> Selected extract
════

The Rutland Garden Club was founded in 1914. At a time in history when women hadn’t yet won the right to vote, Beth Gilchrist called 21 friends together and in her parlor created a “committee for the stimulation of garden interest.”

The women met monthly in one another’s homes and gardens, invited speakers to their meetings – some of them well noted in the country - and exchanged gardening ideas. They initiated a summer plant sale and in 1915 held their first flower show. Both activities continue to this day. 

On the national level not long after that, Harriot Stanton Blatch, Director of the Women's Land Army of America, mobilized women to harvest crops and produce food during World War I as men left to fight overseas. She later leveraged their role in the war to win voting rights for women. That's a poster of the movement on the right.

Keen to promote the idea of gardening and conservation, it wasn’t long before Rutland Garden Club members' influence was felt beyond their own social group and into the community. In 1919 the Club advised the Rutland mayor on the purchasing of trees for the Main Street Park. The following year it paid for shrubs to be planted there.  

Since 1937, when it created the Civic Improvement Committee, the Rutland Garden Club has been devoted to furthering city beautification. Over the years, it has designed and maintained plantings at various locations throughout the city, as well as supported “flowers and services” at the Veterans Hospital in White River Junction, provided floral arrangements and holiday decorations at the Chaffee Art Center.  The Club has also helped establish gardens at two Habitat for Humanity homes.

Today,  the efforts of the Rutland Garden Club are visible throughout our city beginning with the   “Welcome” signs downtown.  Effectively working with the City Parks and Recreation Department  and the Downtown Partnership helped us the gain national recognition for the container plantings which brighten the downtown area from late spring through the foliage season.  In addition, the Club maintains  nineteen municipal gardens in the area, as well as a Blue Star Memorial on Woodstock Avenue and the Front of the Chaffee Arts Center.  A complete list of our garden projects  can be found on the “Projects” tab.  

 

From the early days of white-gloved, genteel ladies meeting in parlors and gardens to today’s active gardening in pink tee shirts and garden gloves , the Rutland Garden Club continues to stimulate interest in gardening and the cultivation of beauty in our environment.

════

> Activity
According to the history of the Rutland Garden Club above, in what year did the club hold its first flower show?

> Data excerpts

════

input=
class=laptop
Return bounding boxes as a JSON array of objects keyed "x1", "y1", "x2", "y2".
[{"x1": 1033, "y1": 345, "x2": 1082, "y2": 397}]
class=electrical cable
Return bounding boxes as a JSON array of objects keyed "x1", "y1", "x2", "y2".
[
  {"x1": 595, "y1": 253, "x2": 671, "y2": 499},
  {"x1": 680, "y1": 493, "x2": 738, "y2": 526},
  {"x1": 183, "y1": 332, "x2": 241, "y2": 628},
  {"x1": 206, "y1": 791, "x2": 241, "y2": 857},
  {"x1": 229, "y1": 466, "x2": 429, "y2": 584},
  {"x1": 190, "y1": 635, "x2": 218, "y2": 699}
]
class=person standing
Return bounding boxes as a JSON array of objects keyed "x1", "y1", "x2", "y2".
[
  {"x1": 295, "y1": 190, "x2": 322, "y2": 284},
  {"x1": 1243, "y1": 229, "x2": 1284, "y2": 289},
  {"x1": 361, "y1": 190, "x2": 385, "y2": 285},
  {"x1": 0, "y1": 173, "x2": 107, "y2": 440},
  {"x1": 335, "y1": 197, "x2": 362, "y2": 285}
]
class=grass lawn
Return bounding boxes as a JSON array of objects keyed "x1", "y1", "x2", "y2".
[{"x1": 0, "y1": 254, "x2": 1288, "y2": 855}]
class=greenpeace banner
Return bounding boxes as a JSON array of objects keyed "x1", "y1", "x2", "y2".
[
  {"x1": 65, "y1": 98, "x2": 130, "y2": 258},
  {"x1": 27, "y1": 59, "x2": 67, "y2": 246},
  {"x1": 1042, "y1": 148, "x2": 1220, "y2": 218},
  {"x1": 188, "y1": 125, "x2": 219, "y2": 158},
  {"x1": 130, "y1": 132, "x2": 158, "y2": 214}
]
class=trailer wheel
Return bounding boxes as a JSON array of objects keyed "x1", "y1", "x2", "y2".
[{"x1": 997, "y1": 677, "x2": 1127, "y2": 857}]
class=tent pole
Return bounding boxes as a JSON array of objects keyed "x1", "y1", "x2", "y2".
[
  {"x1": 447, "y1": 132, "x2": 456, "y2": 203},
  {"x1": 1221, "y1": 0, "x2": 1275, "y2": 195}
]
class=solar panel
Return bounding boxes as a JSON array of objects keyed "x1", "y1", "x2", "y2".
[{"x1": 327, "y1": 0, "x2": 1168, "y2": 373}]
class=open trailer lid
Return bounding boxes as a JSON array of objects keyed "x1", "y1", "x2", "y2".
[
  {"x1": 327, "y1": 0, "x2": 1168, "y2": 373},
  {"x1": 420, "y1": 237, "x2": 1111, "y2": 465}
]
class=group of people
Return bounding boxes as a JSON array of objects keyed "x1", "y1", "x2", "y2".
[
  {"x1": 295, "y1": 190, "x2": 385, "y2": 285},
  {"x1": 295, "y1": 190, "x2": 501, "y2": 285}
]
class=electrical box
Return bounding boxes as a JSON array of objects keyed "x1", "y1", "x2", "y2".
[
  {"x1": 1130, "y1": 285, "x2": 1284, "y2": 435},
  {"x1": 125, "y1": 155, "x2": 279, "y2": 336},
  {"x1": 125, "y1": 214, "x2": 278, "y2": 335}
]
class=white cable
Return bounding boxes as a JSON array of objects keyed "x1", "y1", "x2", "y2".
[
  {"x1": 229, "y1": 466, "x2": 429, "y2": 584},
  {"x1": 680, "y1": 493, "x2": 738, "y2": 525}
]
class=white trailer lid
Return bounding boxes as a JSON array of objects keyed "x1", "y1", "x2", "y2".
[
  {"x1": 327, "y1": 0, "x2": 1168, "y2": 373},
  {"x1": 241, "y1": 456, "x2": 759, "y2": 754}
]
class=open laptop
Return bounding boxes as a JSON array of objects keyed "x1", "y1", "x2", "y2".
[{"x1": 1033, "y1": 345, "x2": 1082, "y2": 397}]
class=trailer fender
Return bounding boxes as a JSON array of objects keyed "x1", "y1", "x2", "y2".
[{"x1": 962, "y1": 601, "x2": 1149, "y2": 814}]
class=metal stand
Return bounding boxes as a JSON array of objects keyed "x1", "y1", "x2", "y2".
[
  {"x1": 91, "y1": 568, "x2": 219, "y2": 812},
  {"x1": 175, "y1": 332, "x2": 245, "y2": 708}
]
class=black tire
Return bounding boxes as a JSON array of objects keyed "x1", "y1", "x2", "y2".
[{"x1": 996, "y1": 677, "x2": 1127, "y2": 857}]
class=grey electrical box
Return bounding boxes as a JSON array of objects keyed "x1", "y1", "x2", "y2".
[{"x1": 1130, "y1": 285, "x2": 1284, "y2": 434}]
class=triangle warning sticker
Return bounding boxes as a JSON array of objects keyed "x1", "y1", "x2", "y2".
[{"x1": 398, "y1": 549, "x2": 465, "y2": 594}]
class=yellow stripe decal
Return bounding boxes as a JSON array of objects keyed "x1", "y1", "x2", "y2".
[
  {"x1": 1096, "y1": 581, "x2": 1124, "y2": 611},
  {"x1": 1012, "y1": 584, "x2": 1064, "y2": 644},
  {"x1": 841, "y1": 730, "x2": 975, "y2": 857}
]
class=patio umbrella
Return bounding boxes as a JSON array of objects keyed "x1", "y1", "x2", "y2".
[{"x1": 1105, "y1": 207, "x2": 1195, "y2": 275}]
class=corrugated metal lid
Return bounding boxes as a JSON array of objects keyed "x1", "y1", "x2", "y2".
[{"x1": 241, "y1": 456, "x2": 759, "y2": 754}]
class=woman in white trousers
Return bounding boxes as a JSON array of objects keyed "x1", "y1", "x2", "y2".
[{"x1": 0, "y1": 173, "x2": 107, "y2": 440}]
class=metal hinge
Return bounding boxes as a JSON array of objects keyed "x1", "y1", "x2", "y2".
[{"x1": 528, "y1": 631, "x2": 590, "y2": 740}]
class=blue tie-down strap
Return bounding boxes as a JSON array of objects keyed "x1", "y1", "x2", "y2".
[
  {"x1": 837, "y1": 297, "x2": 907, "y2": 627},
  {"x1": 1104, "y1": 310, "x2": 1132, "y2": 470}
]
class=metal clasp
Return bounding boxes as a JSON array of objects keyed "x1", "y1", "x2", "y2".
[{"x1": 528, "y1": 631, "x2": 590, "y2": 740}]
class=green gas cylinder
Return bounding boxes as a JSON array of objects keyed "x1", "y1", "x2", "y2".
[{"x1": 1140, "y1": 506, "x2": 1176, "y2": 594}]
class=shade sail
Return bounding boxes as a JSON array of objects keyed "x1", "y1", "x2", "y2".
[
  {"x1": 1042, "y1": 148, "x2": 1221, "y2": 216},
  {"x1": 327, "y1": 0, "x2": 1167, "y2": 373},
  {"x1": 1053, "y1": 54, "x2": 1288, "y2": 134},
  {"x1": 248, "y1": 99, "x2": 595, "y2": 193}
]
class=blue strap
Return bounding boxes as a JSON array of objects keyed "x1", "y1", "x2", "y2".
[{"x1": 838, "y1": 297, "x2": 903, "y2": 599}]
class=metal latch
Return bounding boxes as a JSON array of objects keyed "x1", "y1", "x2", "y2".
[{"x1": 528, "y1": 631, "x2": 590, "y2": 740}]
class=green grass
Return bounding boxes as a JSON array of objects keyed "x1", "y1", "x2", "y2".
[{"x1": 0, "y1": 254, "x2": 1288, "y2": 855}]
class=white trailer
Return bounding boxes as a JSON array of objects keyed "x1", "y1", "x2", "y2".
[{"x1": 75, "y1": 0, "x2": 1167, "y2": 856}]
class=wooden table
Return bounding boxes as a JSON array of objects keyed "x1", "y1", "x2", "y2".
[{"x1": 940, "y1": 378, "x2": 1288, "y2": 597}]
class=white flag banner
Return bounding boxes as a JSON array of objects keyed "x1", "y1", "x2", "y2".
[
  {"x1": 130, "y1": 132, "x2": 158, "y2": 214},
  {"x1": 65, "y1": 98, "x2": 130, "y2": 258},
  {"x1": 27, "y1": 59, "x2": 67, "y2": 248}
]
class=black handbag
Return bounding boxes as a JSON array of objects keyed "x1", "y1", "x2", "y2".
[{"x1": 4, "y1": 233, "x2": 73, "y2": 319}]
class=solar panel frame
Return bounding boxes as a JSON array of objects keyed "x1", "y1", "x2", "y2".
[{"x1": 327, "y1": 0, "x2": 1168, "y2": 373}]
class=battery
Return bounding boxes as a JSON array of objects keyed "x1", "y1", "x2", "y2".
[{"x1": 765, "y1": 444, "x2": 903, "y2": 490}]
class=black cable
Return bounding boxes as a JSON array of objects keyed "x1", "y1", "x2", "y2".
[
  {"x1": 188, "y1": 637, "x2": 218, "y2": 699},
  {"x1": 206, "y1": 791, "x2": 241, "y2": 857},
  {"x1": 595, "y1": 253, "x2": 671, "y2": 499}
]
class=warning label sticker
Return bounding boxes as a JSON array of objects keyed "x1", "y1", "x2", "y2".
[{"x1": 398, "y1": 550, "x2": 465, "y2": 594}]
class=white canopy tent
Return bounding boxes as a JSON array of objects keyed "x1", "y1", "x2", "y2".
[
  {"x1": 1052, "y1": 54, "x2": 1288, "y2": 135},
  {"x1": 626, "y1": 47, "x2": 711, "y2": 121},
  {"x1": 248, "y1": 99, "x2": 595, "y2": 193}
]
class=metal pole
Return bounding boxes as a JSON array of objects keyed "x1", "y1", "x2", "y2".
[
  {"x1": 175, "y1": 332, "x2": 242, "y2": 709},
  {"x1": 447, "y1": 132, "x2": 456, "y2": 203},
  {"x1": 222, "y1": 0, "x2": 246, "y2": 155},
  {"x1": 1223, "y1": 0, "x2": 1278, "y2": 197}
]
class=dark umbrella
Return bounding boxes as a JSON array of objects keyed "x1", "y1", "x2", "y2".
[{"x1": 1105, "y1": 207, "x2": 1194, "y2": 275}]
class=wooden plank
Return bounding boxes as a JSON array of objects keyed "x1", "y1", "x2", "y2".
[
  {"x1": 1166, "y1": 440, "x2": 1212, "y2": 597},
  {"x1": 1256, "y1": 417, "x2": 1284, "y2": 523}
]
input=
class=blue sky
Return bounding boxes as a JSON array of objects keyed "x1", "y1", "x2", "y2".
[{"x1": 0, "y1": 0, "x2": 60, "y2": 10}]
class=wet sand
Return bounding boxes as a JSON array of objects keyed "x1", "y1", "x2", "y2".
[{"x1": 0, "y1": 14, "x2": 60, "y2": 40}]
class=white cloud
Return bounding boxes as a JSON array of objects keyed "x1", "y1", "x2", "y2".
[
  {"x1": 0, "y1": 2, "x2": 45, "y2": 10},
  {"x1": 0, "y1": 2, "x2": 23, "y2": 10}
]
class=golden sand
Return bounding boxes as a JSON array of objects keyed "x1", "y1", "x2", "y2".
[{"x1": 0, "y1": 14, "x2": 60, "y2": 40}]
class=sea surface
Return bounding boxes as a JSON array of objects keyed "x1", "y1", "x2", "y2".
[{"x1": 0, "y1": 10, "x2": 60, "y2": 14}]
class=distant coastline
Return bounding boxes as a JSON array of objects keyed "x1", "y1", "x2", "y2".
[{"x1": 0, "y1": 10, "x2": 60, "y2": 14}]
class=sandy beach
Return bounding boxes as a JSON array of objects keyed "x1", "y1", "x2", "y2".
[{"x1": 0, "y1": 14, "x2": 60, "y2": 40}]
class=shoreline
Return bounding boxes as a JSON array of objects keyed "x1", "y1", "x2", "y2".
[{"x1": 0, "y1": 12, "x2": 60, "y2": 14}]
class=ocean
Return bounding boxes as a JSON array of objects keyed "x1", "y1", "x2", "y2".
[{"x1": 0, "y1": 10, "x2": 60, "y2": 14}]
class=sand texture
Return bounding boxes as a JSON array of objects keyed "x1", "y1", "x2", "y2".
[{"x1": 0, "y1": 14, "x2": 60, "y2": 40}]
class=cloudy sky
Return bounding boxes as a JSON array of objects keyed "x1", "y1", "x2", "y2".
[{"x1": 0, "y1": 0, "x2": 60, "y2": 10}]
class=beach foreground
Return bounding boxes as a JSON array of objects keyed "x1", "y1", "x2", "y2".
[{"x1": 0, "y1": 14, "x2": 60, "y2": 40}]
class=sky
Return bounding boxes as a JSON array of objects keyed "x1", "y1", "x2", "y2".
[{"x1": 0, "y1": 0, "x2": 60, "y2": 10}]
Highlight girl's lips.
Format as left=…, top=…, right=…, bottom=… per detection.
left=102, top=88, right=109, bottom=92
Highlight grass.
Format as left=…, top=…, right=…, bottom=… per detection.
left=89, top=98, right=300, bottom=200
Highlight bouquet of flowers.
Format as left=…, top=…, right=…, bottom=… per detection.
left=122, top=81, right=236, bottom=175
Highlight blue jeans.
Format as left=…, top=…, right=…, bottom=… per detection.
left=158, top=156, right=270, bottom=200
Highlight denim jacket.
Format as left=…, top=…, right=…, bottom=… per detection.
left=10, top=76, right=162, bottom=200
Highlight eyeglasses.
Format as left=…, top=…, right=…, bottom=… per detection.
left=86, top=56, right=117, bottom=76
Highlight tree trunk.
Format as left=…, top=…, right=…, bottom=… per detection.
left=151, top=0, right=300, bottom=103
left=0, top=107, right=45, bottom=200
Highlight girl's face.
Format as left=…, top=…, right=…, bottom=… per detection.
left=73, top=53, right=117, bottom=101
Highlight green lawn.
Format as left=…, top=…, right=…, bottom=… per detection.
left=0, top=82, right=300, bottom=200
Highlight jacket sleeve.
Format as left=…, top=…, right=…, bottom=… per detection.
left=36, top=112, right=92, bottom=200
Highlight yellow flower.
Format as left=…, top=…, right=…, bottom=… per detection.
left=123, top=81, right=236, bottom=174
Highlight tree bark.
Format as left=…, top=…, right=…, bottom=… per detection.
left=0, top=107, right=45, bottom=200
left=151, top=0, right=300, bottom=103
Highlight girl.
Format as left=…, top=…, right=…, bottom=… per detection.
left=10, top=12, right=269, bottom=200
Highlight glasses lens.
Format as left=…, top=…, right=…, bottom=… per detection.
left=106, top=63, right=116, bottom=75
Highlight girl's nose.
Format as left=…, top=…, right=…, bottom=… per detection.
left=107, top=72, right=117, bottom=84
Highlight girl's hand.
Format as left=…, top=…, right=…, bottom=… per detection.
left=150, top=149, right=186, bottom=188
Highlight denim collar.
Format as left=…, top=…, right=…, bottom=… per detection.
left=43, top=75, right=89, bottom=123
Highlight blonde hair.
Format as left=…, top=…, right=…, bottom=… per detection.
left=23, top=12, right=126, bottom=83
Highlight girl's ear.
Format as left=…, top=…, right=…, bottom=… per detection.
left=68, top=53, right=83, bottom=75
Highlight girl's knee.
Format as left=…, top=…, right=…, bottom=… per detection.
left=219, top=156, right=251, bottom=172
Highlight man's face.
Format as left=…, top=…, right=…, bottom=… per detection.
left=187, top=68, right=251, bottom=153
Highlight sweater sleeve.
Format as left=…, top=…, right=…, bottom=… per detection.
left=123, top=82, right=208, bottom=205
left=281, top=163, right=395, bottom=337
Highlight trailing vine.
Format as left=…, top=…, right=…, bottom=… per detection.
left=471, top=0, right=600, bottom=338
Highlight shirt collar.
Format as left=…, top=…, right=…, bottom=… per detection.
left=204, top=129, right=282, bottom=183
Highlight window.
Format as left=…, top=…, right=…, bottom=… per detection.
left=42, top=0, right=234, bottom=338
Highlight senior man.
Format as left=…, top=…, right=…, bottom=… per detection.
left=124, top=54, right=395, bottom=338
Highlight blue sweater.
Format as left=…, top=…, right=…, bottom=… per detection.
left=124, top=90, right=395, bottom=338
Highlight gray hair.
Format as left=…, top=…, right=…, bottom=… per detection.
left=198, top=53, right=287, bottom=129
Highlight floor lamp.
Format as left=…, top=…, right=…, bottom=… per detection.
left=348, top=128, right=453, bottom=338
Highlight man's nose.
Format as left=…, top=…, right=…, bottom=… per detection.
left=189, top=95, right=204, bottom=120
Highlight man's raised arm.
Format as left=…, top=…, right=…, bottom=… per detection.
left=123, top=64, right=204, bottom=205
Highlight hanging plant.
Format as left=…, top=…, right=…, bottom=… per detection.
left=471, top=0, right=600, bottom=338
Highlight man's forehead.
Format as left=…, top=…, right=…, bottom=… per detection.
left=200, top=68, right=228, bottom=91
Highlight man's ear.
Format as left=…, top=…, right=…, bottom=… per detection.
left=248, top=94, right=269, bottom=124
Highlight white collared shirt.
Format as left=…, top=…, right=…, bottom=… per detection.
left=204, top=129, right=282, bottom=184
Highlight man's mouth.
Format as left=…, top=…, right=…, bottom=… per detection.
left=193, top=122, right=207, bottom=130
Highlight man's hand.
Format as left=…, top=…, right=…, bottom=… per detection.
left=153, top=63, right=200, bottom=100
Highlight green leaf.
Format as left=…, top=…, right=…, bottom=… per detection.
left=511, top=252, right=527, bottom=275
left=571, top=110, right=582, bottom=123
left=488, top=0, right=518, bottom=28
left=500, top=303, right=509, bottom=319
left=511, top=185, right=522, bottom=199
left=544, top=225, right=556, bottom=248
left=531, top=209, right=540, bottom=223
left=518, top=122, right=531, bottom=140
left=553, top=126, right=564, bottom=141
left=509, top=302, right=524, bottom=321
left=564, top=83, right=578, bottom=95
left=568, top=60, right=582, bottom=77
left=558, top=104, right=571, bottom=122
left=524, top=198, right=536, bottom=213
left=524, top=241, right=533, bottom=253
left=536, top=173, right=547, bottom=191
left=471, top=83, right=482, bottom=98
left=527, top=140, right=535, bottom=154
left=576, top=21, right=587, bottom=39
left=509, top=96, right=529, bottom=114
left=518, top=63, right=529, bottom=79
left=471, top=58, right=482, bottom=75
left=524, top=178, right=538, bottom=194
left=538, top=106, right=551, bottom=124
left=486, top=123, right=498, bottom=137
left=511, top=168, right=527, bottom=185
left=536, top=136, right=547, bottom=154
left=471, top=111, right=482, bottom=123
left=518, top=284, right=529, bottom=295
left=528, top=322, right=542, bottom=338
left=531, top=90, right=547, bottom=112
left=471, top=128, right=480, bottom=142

════

> Result
1915